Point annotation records
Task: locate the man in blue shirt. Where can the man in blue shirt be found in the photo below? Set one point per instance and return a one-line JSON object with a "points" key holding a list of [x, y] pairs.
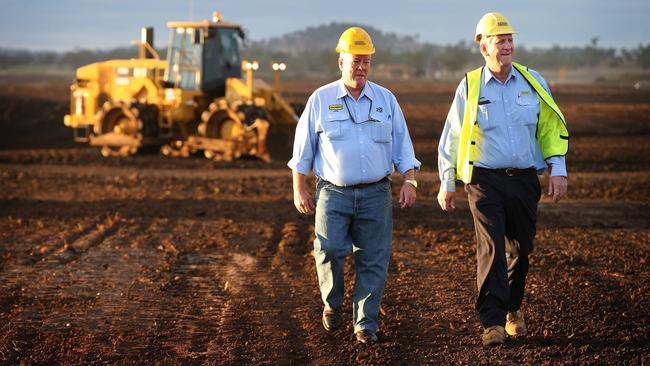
{"points": [[351, 134], [502, 130]]}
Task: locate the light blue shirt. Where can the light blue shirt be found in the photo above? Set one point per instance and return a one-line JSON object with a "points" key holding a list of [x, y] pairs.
{"points": [[507, 117], [347, 141]]}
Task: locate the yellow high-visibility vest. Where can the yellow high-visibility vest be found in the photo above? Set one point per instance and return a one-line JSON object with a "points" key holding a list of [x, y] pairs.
{"points": [[552, 132]]}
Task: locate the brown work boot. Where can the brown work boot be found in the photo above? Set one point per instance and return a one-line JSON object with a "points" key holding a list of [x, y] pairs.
{"points": [[332, 319], [493, 336], [515, 323], [366, 336]]}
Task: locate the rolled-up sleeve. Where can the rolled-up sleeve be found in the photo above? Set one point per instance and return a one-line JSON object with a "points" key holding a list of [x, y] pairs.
{"points": [[304, 143], [403, 152], [448, 145]]}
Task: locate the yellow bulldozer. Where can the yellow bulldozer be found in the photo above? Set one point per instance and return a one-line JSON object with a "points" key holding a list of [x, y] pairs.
{"points": [[202, 98]]}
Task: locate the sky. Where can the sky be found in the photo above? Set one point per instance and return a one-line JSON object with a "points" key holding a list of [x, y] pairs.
{"points": [[62, 25]]}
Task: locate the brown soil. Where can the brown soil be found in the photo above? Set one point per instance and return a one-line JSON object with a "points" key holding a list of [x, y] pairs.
{"points": [[185, 261]]}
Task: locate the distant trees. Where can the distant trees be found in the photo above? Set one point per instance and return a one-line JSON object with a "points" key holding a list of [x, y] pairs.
{"points": [[310, 52]]}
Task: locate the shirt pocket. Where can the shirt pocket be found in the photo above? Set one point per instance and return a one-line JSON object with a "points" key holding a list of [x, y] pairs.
{"points": [[382, 128], [334, 125], [528, 105], [487, 114]]}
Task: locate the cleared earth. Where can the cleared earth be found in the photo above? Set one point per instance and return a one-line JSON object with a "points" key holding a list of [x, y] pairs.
{"points": [[156, 260]]}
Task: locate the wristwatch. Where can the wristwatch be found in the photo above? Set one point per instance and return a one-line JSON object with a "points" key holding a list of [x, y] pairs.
{"points": [[412, 182]]}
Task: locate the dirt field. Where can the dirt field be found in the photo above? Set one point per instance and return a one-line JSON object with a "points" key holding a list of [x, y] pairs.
{"points": [[153, 260]]}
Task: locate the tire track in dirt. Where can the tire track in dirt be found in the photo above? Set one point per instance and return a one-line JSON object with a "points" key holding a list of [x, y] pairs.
{"points": [[188, 318], [260, 316], [20, 278]]}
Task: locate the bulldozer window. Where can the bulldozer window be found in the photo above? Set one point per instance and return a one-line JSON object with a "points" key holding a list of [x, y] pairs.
{"points": [[221, 59], [184, 59]]}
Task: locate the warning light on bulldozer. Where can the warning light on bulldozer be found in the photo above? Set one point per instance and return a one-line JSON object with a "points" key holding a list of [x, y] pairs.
{"points": [[250, 65], [279, 66]]}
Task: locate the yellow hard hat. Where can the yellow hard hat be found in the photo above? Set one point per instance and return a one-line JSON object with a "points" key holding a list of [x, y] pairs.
{"points": [[492, 24], [356, 41]]}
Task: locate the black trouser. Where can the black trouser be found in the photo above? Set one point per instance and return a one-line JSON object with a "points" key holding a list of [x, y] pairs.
{"points": [[504, 208]]}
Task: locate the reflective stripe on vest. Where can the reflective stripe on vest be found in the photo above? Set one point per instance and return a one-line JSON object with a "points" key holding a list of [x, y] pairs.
{"points": [[552, 132]]}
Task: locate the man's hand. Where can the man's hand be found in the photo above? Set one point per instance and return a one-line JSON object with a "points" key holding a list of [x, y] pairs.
{"points": [[301, 198], [446, 201], [557, 187], [303, 201], [407, 195]]}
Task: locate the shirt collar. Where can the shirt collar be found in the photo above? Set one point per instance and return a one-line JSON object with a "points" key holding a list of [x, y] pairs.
{"points": [[487, 75], [367, 91]]}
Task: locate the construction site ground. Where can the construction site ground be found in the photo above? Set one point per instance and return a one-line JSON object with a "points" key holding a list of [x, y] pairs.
{"points": [[155, 260]]}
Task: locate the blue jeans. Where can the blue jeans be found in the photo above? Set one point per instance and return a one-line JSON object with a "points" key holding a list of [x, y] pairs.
{"points": [[358, 220]]}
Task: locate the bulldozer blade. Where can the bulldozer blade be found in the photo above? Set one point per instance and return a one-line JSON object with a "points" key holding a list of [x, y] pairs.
{"points": [[114, 139]]}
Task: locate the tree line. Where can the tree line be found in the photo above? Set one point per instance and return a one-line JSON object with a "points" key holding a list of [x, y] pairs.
{"points": [[309, 52]]}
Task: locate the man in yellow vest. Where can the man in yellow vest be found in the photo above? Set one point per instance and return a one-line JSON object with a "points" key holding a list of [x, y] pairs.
{"points": [[503, 130]]}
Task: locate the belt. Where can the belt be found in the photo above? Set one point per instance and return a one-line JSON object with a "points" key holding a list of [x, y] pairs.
{"points": [[362, 185], [509, 171]]}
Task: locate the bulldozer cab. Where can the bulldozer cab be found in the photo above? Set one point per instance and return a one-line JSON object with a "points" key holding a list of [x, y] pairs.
{"points": [[202, 55]]}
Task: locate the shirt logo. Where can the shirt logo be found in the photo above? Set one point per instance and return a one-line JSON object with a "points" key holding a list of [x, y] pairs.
{"points": [[336, 107]]}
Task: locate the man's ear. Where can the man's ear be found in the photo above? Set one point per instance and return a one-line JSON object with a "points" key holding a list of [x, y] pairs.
{"points": [[483, 48]]}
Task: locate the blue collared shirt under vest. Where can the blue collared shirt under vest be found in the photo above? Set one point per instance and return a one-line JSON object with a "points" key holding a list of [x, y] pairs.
{"points": [[347, 141], [507, 116]]}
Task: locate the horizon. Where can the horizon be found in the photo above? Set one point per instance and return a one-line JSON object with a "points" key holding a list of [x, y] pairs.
{"points": [[56, 26]]}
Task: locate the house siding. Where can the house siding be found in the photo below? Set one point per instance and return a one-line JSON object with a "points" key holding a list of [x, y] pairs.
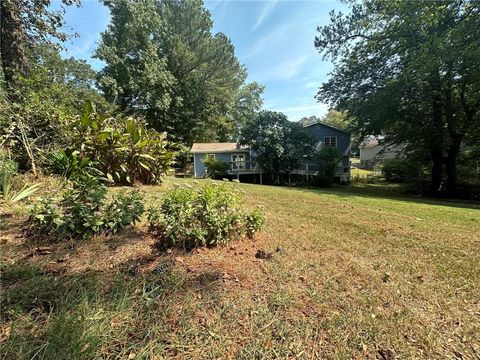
{"points": [[200, 169], [319, 131]]}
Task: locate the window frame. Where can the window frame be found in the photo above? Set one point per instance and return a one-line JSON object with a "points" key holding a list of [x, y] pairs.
{"points": [[330, 141], [235, 163]]}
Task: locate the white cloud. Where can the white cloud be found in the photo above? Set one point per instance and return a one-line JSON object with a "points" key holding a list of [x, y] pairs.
{"points": [[285, 70], [296, 112], [267, 9]]}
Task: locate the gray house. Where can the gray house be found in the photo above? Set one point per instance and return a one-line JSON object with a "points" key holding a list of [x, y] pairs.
{"points": [[240, 158]]}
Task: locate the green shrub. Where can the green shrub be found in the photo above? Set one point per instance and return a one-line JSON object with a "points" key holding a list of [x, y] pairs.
{"points": [[68, 163], [216, 169], [254, 222], [398, 170], [210, 215], [83, 211], [8, 192], [124, 150]]}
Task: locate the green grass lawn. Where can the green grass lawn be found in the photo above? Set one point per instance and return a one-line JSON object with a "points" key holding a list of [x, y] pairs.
{"points": [[357, 272]]}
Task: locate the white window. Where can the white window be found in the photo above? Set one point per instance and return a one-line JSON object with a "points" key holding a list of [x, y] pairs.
{"points": [[238, 161], [330, 141]]}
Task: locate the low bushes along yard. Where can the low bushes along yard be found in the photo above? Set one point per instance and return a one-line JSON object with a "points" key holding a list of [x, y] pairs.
{"points": [[348, 272]]}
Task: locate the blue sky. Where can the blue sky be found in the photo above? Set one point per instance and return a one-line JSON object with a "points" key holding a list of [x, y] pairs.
{"points": [[274, 39]]}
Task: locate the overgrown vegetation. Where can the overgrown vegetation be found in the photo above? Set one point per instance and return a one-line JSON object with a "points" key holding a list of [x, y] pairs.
{"points": [[350, 265], [83, 211], [124, 149], [209, 215], [8, 192], [328, 161]]}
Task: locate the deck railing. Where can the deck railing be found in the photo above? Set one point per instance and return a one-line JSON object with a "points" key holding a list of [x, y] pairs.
{"points": [[243, 167]]}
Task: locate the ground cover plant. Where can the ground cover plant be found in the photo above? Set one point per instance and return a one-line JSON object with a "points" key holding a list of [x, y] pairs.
{"points": [[352, 272], [83, 211], [209, 215]]}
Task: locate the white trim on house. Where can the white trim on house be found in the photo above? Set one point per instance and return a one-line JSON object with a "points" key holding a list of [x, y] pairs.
{"points": [[330, 141], [234, 162]]}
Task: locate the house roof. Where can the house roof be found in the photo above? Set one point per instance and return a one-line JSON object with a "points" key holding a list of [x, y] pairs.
{"points": [[217, 147], [371, 141], [330, 126]]}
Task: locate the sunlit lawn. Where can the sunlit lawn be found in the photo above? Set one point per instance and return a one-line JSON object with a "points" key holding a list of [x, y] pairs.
{"points": [[357, 272]]}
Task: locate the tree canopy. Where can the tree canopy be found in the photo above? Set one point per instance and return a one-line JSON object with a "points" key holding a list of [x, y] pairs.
{"points": [[164, 62], [410, 70], [278, 144]]}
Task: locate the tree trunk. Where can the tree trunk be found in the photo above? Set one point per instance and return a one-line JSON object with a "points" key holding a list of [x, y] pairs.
{"points": [[12, 41], [436, 148], [452, 177], [436, 179]]}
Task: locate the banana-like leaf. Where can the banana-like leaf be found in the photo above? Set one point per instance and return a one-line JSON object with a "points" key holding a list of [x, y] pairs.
{"points": [[25, 192], [87, 111]]}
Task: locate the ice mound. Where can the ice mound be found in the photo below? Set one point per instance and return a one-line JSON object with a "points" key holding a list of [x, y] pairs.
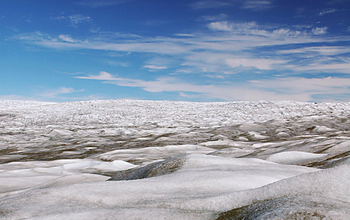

## Stated goal
How many lines in the listing above contain the word "white"? Reply with the number only.

## Finished task
3